WORK REQUIRED:
Below are lines of data, and only some are wanted. Please repeat exactly those from the line that has "the bench seat" through the line that has "the orange pallet bench".

Segment Start: RAW DATA

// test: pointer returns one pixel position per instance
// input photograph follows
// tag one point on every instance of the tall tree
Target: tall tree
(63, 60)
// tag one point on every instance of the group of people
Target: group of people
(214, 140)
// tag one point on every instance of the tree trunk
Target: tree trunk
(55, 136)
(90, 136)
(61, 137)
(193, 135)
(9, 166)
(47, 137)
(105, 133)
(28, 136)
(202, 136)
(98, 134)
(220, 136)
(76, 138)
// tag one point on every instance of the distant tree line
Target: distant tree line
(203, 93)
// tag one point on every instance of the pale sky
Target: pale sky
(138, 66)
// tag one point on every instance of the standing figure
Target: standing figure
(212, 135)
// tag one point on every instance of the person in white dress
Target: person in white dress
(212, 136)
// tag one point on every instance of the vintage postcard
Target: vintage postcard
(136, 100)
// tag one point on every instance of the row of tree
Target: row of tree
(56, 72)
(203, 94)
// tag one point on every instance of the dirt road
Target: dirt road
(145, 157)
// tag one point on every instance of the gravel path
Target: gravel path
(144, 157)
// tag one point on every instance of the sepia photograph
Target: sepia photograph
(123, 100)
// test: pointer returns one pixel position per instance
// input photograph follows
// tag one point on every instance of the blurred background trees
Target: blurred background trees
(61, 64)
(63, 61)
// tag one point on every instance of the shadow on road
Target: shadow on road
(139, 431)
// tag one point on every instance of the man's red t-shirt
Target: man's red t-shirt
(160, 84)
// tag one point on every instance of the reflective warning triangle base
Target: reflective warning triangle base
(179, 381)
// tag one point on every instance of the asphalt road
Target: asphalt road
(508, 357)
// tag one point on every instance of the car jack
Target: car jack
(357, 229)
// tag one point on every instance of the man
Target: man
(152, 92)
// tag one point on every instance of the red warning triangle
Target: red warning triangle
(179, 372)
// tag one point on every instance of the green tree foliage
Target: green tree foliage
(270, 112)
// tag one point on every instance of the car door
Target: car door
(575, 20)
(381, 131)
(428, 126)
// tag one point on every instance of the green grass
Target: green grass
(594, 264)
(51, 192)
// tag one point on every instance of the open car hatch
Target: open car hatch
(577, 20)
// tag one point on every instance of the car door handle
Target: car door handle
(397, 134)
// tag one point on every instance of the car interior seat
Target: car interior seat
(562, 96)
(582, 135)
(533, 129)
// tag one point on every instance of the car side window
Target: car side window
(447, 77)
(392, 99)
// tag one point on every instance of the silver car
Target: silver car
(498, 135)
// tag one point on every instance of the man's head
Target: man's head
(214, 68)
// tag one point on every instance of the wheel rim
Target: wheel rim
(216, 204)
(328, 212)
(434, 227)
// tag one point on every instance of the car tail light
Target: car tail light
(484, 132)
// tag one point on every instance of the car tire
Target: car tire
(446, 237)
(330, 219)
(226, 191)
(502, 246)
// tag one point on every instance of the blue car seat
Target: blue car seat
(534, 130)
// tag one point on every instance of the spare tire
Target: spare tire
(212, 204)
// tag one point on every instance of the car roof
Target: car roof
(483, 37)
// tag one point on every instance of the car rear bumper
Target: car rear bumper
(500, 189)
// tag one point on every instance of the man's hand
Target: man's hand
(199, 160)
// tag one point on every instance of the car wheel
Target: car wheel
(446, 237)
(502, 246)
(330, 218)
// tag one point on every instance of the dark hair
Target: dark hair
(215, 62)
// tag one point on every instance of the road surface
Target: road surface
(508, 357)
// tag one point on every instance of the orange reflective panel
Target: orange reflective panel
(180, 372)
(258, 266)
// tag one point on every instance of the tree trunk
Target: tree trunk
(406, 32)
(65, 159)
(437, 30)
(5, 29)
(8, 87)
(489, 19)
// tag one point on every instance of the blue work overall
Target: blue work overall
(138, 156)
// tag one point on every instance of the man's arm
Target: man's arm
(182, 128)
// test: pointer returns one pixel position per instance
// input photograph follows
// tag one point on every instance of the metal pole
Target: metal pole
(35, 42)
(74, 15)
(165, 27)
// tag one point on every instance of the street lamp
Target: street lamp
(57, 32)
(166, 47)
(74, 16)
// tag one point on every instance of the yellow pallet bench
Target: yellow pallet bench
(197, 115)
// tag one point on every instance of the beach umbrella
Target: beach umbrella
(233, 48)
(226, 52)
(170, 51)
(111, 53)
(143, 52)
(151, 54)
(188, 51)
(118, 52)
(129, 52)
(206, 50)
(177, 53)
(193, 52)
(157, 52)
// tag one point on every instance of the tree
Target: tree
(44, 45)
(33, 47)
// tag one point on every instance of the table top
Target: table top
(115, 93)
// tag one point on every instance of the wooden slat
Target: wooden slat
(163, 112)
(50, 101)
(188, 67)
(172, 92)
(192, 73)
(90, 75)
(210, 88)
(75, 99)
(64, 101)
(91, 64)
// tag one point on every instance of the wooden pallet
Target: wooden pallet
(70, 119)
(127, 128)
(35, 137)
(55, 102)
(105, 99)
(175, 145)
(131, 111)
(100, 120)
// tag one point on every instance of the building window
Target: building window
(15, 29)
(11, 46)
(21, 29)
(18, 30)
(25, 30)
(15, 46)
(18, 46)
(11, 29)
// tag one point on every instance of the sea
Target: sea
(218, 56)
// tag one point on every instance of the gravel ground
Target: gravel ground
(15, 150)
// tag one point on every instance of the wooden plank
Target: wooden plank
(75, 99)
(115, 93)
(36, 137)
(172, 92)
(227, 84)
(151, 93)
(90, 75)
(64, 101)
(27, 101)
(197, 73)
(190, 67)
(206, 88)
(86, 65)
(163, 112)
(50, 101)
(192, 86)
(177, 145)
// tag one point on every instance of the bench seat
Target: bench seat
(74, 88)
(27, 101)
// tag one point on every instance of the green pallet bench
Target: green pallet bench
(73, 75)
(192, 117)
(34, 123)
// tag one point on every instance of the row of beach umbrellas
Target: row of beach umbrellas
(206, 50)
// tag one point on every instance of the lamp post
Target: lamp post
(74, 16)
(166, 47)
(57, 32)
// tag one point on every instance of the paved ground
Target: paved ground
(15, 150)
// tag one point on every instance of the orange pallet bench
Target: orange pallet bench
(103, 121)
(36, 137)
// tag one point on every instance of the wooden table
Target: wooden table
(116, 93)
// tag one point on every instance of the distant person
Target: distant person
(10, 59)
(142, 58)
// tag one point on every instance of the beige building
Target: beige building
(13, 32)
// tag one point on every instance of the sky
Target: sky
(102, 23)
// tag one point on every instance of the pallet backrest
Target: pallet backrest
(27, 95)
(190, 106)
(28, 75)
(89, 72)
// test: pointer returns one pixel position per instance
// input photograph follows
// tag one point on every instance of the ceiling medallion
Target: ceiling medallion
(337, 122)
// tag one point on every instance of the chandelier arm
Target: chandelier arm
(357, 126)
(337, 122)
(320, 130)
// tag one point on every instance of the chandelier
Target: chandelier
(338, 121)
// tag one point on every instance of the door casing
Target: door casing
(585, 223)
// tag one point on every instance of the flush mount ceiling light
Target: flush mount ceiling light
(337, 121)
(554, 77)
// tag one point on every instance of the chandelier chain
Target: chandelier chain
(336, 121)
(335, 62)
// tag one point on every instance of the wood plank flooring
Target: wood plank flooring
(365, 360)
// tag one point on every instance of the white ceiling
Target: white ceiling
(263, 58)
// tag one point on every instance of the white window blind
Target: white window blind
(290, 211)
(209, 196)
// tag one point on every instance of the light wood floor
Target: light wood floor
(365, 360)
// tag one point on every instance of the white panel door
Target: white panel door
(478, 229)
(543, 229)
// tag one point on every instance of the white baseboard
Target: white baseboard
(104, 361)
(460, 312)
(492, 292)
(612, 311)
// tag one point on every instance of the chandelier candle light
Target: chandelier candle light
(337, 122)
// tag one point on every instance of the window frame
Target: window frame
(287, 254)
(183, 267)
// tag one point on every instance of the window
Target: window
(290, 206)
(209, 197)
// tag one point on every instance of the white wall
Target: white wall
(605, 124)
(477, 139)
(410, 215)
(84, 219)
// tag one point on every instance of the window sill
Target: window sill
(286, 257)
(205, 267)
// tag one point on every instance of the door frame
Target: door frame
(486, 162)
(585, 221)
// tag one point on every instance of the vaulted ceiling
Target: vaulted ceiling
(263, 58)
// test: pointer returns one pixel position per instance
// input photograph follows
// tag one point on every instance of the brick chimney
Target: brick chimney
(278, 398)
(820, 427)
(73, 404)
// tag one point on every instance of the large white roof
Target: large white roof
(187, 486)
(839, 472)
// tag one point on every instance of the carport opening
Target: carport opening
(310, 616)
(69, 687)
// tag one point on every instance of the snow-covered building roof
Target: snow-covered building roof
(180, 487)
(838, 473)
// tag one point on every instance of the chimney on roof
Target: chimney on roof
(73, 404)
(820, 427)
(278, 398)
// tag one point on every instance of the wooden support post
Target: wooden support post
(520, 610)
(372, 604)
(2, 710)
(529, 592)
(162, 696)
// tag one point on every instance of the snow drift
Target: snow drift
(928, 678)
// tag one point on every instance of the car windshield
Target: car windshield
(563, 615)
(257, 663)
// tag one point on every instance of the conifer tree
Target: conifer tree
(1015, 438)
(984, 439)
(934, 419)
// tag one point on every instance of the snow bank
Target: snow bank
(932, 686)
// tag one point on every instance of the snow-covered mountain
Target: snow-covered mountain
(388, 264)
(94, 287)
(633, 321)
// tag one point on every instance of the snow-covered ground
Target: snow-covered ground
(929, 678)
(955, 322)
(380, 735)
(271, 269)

Segment End: RAW DATA

RESPONSE TO THIS EXERCISE:
// tag one point on every instance of the bench seat
Target: bench seat
(74, 88)
(27, 101)
// tag one point on every instance of the green pallet bench
Target: green pallet bench
(73, 75)
(192, 117)
(34, 123)
// tag one point on every instance of the row of beach umbrellas
Target: row of beach umbrellas
(206, 50)
// tag one point on every instance of the lamp post
Target: lamp post
(74, 16)
(166, 47)
(57, 32)
// tag one point on every instance of the paved ground
Target: paved ground
(15, 150)
// tag one point on every instance of the orange pallet bench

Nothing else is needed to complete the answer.